What you will do:
Edit the records, starting with the line that contains "Practice step: find the black" and going on through the end of the records. Replace "canister" with "container", keep everything else unchanged, and give only those lines.

[Entries from a dataset]

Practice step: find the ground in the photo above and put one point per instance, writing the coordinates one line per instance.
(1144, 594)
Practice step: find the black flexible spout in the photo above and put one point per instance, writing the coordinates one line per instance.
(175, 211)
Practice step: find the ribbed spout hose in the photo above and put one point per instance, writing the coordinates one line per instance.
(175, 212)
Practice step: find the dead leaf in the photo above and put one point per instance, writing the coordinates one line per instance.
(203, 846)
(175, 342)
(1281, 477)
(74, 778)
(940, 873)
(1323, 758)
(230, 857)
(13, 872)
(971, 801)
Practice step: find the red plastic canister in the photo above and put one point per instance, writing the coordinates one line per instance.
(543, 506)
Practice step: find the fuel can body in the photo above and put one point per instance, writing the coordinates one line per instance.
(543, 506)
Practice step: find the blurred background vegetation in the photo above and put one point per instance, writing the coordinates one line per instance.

Answer to this exercise:
Practice step: find the black flexible spout in the photo above and put one point per instance, writing the coordinates one line per instance.
(175, 211)
Practice step: find the ribbed spout hose in the photo above and put one point per instance, writing the coordinates one line per instance.
(175, 212)
Practice step: find the dead leaf in the photo above and put one point per instance, writing the coordinates one line per instance.
(203, 846)
(175, 342)
(1281, 477)
(74, 778)
(940, 873)
(1323, 758)
(230, 857)
(13, 872)
(971, 801)
Practice step: find the red plastic container in the photo above and put one point per instance, writing the coordinates one line per instance.
(543, 506)
Practice step: find the fuel can body in the photo above and put one point per instance, writing the coordinates one line per instance.
(543, 506)
Practice step: find the blurred background vegetation in the photo above and put one point per instance, writing the coordinates one line per instance.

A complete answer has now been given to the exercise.